_DIRECTIVE_
Render the records as a two-column CSV with the columns input and output. Each record gets one row, with its text and its answer, and each goes in a single quoted field with line breaks replaced by spaces. Include only the stretch from the line containing "horizontal stabilizer as a single dot per instance." through the end of the records.

_PROVIDED DATA_
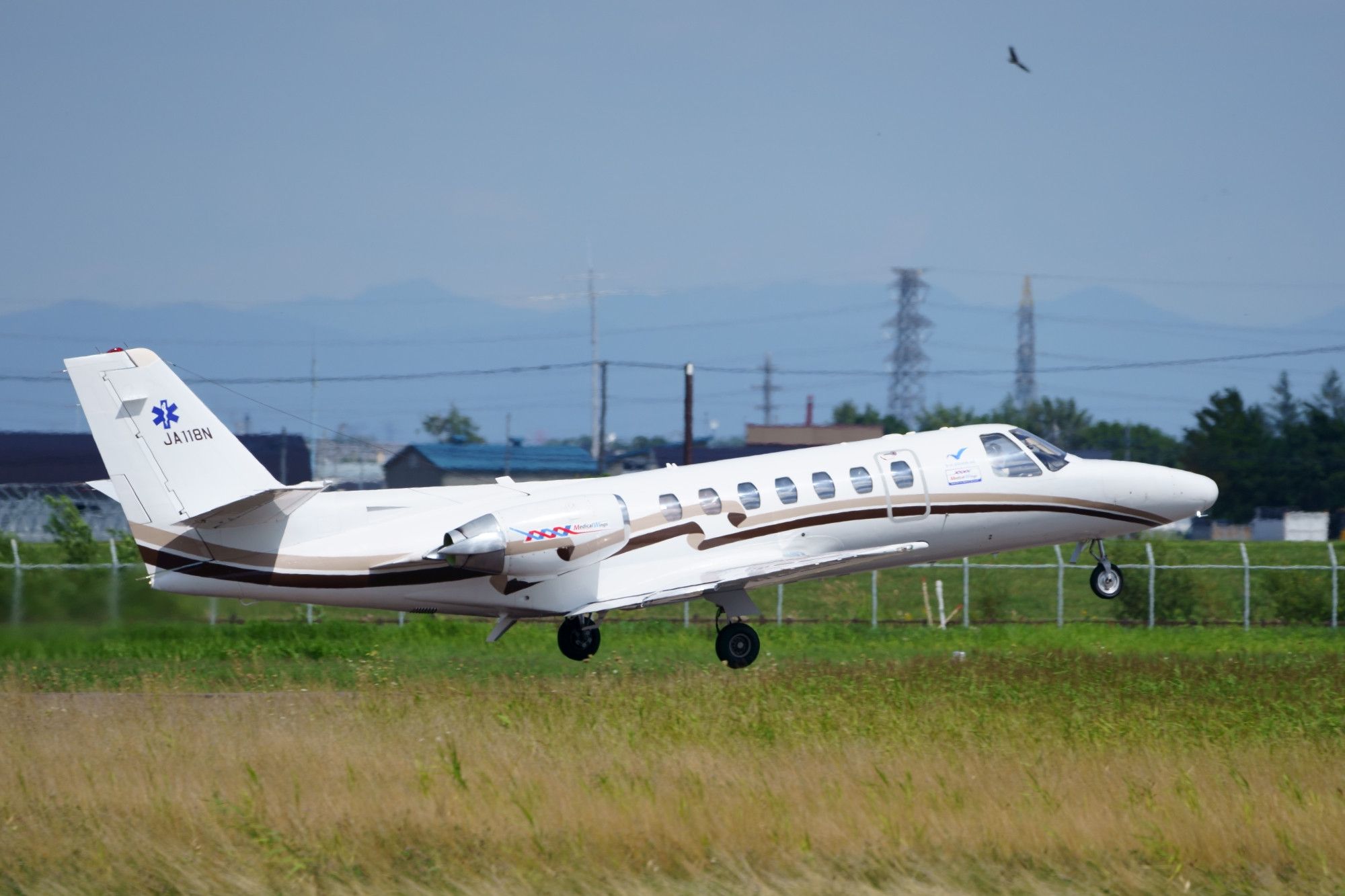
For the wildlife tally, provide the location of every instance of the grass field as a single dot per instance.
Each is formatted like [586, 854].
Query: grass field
[353, 758]
[997, 595]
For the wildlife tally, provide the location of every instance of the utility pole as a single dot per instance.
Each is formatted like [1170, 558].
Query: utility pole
[906, 392]
[1026, 373]
[769, 389]
[687, 417]
[595, 448]
[602, 419]
[313, 413]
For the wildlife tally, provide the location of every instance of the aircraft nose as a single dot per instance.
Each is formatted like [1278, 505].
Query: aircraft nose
[1195, 491]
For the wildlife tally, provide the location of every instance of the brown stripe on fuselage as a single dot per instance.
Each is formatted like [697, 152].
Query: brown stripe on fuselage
[225, 572]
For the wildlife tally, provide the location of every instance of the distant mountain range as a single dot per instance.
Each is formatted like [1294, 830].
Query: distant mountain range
[418, 327]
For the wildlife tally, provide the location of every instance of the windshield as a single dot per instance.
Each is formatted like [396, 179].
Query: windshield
[1051, 456]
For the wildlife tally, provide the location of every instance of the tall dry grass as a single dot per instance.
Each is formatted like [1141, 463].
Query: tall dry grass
[1055, 774]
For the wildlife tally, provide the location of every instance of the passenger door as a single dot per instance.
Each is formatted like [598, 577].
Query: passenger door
[905, 486]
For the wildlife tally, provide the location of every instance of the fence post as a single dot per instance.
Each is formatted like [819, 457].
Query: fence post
[1247, 588]
[17, 598]
[966, 592]
[114, 584]
[1061, 589]
[1149, 552]
[1336, 589]
[874, 600]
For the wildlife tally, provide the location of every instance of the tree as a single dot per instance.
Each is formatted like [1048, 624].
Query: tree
[1286, 412]
[72, 532]
[1235, 446]
[1331, 397]
[950, 416]
[453, 427]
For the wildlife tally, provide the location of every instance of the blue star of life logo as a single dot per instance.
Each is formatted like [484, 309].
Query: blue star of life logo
[166, 415]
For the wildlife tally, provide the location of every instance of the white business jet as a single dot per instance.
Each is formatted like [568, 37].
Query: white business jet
[210, 520]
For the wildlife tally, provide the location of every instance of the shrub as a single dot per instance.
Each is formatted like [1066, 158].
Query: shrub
[1297, 595]
[1180, 595]
[72, 532]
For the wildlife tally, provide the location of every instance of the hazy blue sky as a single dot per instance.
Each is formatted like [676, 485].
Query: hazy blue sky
[251, 153]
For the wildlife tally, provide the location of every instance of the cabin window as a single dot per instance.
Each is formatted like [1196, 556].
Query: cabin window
[1047, 454]
[672, 507]
[1007, 458]
[902, 475]
[711, 502]
[861, 481]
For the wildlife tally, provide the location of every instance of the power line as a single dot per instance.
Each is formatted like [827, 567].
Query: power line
[909, 360]
[1149, 282]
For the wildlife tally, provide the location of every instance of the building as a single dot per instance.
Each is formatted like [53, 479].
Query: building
[40, 464]
[805, 435]
[465, 464]
[1280, 524]
[660, 456]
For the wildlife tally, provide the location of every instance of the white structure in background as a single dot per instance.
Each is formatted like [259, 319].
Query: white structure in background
[1277, 524]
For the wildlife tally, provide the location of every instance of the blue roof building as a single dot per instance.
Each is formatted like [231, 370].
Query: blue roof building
[463, 464]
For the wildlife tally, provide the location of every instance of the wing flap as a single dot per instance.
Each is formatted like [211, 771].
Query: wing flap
[775, 572]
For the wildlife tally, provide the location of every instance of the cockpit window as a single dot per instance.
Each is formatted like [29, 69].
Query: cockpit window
[1047, 454]
[1007, 458]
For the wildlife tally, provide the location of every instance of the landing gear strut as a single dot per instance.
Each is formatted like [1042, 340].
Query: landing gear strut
[1106, 579]
[736, 645]
[579, 637]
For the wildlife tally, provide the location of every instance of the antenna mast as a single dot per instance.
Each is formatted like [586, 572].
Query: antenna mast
[906, 392]
[1026, 376]
[767, 388]
[595, 447]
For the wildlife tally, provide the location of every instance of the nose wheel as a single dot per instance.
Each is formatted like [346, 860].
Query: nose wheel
[579, 637]
[1106, 583]
[1106, 579]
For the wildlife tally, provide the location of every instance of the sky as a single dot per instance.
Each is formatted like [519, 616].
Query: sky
[243, 154]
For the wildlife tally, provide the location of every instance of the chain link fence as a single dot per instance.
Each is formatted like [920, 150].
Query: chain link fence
[1024, 588]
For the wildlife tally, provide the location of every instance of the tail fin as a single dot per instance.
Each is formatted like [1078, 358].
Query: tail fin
[167, 455]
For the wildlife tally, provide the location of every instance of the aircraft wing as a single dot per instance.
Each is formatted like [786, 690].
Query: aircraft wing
[773, 572]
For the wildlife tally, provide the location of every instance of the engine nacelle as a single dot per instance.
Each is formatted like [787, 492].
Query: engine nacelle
[541, 540]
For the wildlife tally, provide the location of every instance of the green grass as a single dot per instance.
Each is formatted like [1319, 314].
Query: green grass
[997, 595]
[344, 654]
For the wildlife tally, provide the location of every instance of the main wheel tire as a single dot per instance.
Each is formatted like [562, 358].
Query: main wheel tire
[579, 638]
[738, 645]
[1106, 584]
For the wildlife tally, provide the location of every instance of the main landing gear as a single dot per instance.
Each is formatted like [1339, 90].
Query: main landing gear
[1106, 579]
[736, 645]
[579, 637]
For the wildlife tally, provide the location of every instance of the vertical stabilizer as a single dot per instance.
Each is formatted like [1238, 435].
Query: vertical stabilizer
[167, 455]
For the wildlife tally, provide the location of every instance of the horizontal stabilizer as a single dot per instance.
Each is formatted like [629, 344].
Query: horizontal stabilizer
[262, 507]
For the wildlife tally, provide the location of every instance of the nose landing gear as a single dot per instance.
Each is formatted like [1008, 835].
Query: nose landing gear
[1106, 579]
[579, 637]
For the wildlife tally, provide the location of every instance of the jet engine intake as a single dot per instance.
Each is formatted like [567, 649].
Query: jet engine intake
[543, 538]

_FINAL ANSWER_
input,output
"For the wildlife tally, provide the location of every instance of the horizontal stabilizer as a single dot per instance. Each is formatted like [629, 344]. Query: horizontal stabilizer","[262, 507]"
"For the wildlife tally, provide the location of every instance of the nose landing gear as a single dot per instance. Each is formatted like [1008, 835]. Query: nose landing gear","[1106, 579] [579, 637]"
"For the wildlife tally, provide the location of every instance of the jet engine intake as a single dot per instance. Each is formatted like [567, 649]. Query: jet engine intake","[543, 538]"